◆ INFORMATION SUPPLIED:
^^^^^^^^

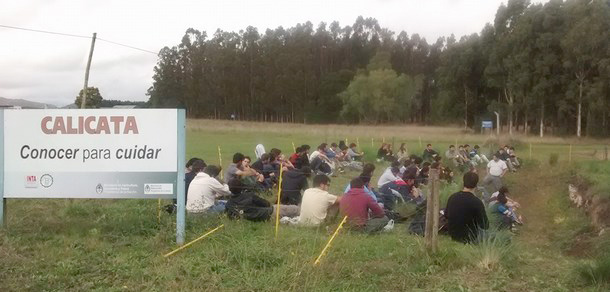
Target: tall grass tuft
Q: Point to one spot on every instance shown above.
(596, 272)
(492, 250)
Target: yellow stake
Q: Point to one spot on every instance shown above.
(330, 241)
(220, 162)
(277, 208)
(188, 244)
(159, 211)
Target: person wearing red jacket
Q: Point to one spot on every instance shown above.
(356, 204)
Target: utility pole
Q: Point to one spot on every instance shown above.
(83, 102)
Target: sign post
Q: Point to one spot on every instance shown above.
(180, 184)
(487, 124)
(2, 199)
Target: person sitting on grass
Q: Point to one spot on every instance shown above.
(402, 154)
(478, 157)
(346, 161)
(452, 155)
(466, 213)
(332, 151)
(390, 174)
(280, 161)
(319, 162)
(266, 167)
(317, 202)
(385, 153)
(424, 174)
(353, 153)
(464, 156)
(508, 217)
(365, 176)
(429, 153)
(513, 205)
(356, 205)
(504, 156)
(259, 150)
(496, 169)
(236, 169)
(293, 181)
(513, 157)
(205, 190)
(256, 178)
(245, 204)
(296, 157)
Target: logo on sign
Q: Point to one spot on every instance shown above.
(99, 188)
(46, 180)
(31, 181)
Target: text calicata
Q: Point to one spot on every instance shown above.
(89, 125)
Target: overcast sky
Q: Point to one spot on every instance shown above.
(50, 68)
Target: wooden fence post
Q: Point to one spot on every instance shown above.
(432, 212)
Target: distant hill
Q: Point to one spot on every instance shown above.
(7, 102)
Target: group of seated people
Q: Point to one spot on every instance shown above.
(368, 207)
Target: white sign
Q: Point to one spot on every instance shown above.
(112, 153)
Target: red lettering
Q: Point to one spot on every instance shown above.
(59, 126)
(81, 124)
(117, 124)
(102, 125)
(88, 127)
(131, 125)
(44, 125)
(70, 128)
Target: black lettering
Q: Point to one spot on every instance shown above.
(26, 155)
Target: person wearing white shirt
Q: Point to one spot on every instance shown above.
(316, 202)
(204, 191)
(389, 175)
(496, 169)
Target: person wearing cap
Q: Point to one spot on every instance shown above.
(496, 169)
(478, 157)
(205, 190)
(317, 202)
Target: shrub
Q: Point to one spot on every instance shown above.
(553, 159)
(596, 272)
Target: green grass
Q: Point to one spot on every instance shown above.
(117, 245)
(597, 173)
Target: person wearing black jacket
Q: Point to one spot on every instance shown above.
(466, 213)
(293, 181)
(245, 204)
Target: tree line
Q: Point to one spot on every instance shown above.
(543, 67)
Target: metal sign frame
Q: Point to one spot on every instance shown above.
(180, 185)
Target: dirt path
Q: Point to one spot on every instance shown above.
(535, 190)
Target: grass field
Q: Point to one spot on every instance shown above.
(117, 245)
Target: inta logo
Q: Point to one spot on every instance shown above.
(31, 181)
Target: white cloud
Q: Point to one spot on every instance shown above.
(49, 68)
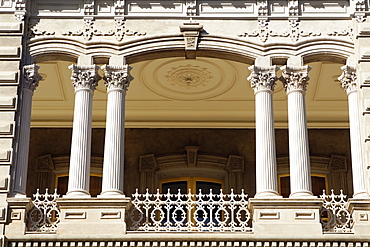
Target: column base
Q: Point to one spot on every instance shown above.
(286, 216)
(360, 211)
(112, 194)
(77, 194)
(268, 194)
(18, 208)
(302, 194)
(98, 216)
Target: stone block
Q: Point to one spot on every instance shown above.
(101, 216)
(298, 216)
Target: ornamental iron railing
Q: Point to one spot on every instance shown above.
(335, 216)
(44, 215)
(190, 212)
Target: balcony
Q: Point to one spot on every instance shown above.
(178, 212)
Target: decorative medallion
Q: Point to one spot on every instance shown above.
(180, 79)
(189, 76)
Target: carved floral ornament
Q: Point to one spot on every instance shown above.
(295, 78)
(263, 78)
(32, 76)
(294, 31)
(189, 76)
(117, 77)
(348, 79)
(84, 77)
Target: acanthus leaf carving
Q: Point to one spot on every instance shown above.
(262, 78)
(263, 33)
(348, 79)
(32, 76)
(84, 77)
(295, 78)
(117, 77)
(20, 10)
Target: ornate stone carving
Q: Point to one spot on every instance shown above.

^^^^^^^^

◆ TASK:
Each entry must be retyped word for word, with every image omitted.

◆ ANSWER TO THE PROBLEM:
Target: tall grass tuft
Q: Point to one spot on every instance shown above.
(596, 272)
(492, 250)
Target: yellow stake
Q: Point to one spot on every instance shown above.
(330, 241)
(220, 162)
(277, 208)
(188, 244)
(159, 211)
Target: person wearing red jacket
Q: Point to one spot on every instance shown above.
(356, 204)
Target: utility pole
Q: Point to one spot on every instance shown above.
(83, 102)
Target: sign post
Q: Point to one spot on every instance shown above.
(180, 184)
(487, 124)
(2, 199)
Target: person sitting on grass
Q: Point to one spot on every instance shown above.
(402, 154)
(478, 157)
(346, 161)
(452, 155)
(466, 213)
(332, 151)
(390, 174)
(280, 161)
(319, 162)
(266, 167)
(317, 202)
(385, 153)
(424, 174)
(353, 153)
(464, 156)
(508, 217)
(365, 176)
(429, 153)
(513, 205)
(356, 205)
(504, 156)
(259, 150)
(496, 169)
(236, 169)
(293, 181)
(513, 157)
(205, 190)
(256, 178)
(245, 204)
(296, 157)
Target: logo on sign
Q: Point to one spot on every instance shown above.
(99, 188)
(46, 180)
(31, 181)
Target: text calicata
Q: Point to one spot on every instance shown above.
(89, 125)
Target: overcast sky
Q: Point to one spot on every instance shown above.
(50, 68)
Target: wooden fence post
Q: Point to one spot on every instance shown above.
(432, 212)
Target: distant hill
Q: Point to one spot on every instance shown above.
(7, 102)
Target: group of seated people
Q: Point to one spot on every instance shown above.
(368, 207)
Target: white sign
Q: Point to one spot on every instance shown above.
(112, 153)
Target: red lettering
Q: Point to one spot on every instance shown above.
(59, 126)
(81, 124)
(117, 124)
(102, 125)
(88, 127)
(131, 125)
(44, 125)
(70, 128)
Target: black lettering
Q: Point to one spot on every instance shown above.
(26, 155)
Target: person wearing white shirt
Q: Point to one spot on every instance shown above.
(316, 202)
(204, 191)
(389, 175)
(496, 169)
Target: person wearing cap
Q: Point to one spot on every instance shown above.
(496, 169)
(478, 157)
(205, 190)
(317, 202)
Target: shrub
Q: Point to one spot on every instance shown above.
(553, 159)
(596, 272)
Target: green grass
Q: Point to one spot on every instance shown above.
(117, 245)
(597, 173)
Target: person wearing black jacket
Q: Point to one spot on every instance shown above.
(466, 213)
(293, 181)
(245, 204)
Target: tree line
Q: Point to one spot on every instance shown above.
(543, 67)
Target: metal sign frame
Q: Point to one spot on every instance shown above.
(180, 185)
Target: dirt path
Q: Point to one spot on every instance shown above.
(535, 190)
Target: grass field
Q: Point to one spot on every instance shown above.
(117, 245)
Target: inta logo
Q: Point to one spot on every instance shown above.
(31, 181)
Target: white cloud
Q: Point to one spot on every instance shown above.
(49, 68)
Target: column base
Q: Point to one spot on every instance shown above.
(286, 216)
(360, 211)
(112, 194)
(77, 194)
(268, 194)
(18, 208)
(302, 194)
(98, 216)
Target: stone block
Q: Point to one spot on every instance shown above.
(101, 216)
(298, 216)
Target: ornamental iron railing
Q: Point to one spot on every instance shown above.
(335, 216)
(44, 215)
(190, 212)
Target: balcony
Q: Point to one spot on every instance shown above.
(178, 212)
Target: decorative medallion
Q: Point to one spot on every instance shown above.
(180, 79)
(189, 76)
Target: carved floral ornament
Q: Point to one spot on every instance shown above.
(295, 78)
(263, 78)
(32, 76)
(294, 31)
(189, 76)
(117, 77)
(348, 79)
(84, 77)
Target: acanthus leaf carving
Q: Point to one spot on every instance shown above.
(262, 78)
(263, 33)
(348, 79)
(32, 76)
(84, 77)
(295, 78)
(117, 77)
(20, 10)
Target: ornate stone carving
Q: Point to one spot on every instance shown above.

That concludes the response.